• 书面任务
把堆排序摘录中以“T maximum()”开头、一直到“T heap_extract_max()”为止的部分一字不差地打印出来。

• 页面摘录
- - - - - - -

设计出来最大堆的数据结构，实现堆排序就很简单了。因为最大堆的根节点就是数组中最大的元素，只要将最大的元素与数组最后的元素交换，在对根节点使用最大堆化的转换函数即可。唯一需要注意的是，因为我们已经将最大的元素放置在数组的最后面，所以需要创造一个新的变量，初始值是数组的长度，没调用一次就取出一个最大的元素，该变量减1，进而来实现在原有的数组上进行排序。代码实现中这个指示变量是n。
代码如下

template <typename T>
void heap_sort(max_heap<T> input,int size)
{
	int n = input.get_heap_size() - 1;
	for (size_t i = size-1; i > 0; i--)
	{
		T tmp = input.data_array.at(0);
		input.data_array.at(0) = input.data_array.at(i);
		input.data_array.at(i) = tmp;
		n--;
		input.max_heapify(0, n);
	}

	cout << endl;
	for (int i = 0; i < input.get_heap_size(); i++)
	{
		cout << input.data_array.at(i) << endl;
	}
}

算法导论中的伪代码如下：
最大堆、堆排序以及基于最大堆实现的最大优先级队列和基于最小堆实现的最小优先级队列

最大优先级队列

基于最大堆就可以实现最大优先级队列
返回队列中的最大值，就是数组第一个的元素，堆的根节点。
代码实现如下

T maximum()
	{
		if ((this->heap_size) == 0)
			assert("the max heap is empty!!!");
		else
			return this->data_array[0];
	}

提取最大的元素，方法是将最大堆的根节点元素与最后的元素交换，然后将最大堆的元素个数减1，对交换之后的根节点进行最大堆性质调整即可。
算法导论伪代码如下：
最大堆、堆排序以及基于最大堆实现的最大优先级队列和基于最小堆实现的最小优先级队列代码实现如下：

T heap_extract_max()
	{
		if (this->heap_size == 0)

- - - - - - -

(点位放置记录)
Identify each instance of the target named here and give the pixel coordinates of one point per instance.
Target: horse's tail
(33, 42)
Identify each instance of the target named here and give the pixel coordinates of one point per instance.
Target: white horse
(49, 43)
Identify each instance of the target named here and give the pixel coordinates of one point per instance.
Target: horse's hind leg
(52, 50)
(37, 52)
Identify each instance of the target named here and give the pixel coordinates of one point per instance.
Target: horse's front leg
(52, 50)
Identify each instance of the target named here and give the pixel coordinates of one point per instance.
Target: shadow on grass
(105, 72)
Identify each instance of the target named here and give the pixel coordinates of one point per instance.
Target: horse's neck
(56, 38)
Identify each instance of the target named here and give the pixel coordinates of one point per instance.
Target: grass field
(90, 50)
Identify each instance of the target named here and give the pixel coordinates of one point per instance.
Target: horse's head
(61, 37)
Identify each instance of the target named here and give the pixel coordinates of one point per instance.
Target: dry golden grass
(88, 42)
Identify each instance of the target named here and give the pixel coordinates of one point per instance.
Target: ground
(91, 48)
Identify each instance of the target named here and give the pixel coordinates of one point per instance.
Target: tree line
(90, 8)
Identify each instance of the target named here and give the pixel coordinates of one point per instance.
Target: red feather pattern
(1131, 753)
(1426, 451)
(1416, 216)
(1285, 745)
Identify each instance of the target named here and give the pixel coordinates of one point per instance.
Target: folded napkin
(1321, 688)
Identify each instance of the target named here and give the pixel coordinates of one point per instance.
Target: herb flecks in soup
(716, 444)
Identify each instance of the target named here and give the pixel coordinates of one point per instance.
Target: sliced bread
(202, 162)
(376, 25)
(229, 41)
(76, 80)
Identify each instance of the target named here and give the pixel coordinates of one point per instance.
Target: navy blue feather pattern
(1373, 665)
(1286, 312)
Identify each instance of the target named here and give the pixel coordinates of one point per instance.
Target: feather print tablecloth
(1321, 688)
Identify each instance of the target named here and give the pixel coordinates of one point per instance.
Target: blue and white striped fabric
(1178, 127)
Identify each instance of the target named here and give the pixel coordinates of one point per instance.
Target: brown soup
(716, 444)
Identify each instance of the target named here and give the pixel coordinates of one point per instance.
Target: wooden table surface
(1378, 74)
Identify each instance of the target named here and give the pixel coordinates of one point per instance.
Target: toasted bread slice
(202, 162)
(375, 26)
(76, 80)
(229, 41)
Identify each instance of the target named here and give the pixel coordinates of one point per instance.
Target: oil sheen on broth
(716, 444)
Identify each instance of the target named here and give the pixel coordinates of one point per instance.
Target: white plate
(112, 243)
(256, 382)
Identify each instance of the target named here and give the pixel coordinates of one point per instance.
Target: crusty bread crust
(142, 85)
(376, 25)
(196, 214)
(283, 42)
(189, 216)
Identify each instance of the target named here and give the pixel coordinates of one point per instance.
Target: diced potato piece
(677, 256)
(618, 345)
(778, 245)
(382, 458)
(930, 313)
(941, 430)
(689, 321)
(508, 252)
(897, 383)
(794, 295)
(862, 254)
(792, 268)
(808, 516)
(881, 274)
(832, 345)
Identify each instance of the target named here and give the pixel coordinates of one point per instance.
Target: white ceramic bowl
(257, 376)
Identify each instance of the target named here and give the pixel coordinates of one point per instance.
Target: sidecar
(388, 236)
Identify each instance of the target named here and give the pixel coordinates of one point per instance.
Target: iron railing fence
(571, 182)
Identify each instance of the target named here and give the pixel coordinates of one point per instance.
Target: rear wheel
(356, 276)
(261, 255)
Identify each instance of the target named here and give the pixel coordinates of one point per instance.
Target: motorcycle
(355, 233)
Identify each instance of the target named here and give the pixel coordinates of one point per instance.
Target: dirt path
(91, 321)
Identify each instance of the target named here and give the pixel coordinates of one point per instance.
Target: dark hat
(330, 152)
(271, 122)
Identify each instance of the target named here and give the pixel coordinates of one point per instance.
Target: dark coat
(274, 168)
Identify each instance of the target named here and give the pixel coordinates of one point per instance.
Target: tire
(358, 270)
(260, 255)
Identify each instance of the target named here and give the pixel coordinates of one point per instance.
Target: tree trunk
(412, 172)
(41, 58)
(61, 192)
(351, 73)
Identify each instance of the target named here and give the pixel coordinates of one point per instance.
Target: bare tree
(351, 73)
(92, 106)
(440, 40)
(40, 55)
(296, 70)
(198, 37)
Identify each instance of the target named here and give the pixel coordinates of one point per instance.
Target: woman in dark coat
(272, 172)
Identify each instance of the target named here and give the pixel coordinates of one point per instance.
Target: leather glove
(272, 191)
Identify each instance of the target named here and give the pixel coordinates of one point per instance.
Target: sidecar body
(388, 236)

- - - - - - -

• 本题解答
T maximum()
	{
		if ((this->heap_size) == 0)
			assert("the max heap is empty!!!");
		else
			return this->data_array[0];
	}

提取最大的元素，方法是将最大堆的根节点元素与最后的元素交换，然后将最大堆的元素个数减1，对交换之后的根节点进行最大堆性质调整即可。
算法导论伪代码如下：
最大堆、堆排序以及基于最大堆实现的最大优先级队列和基于最小堆实现的最小优先级队列代码实现如下：

T heap_extract_max()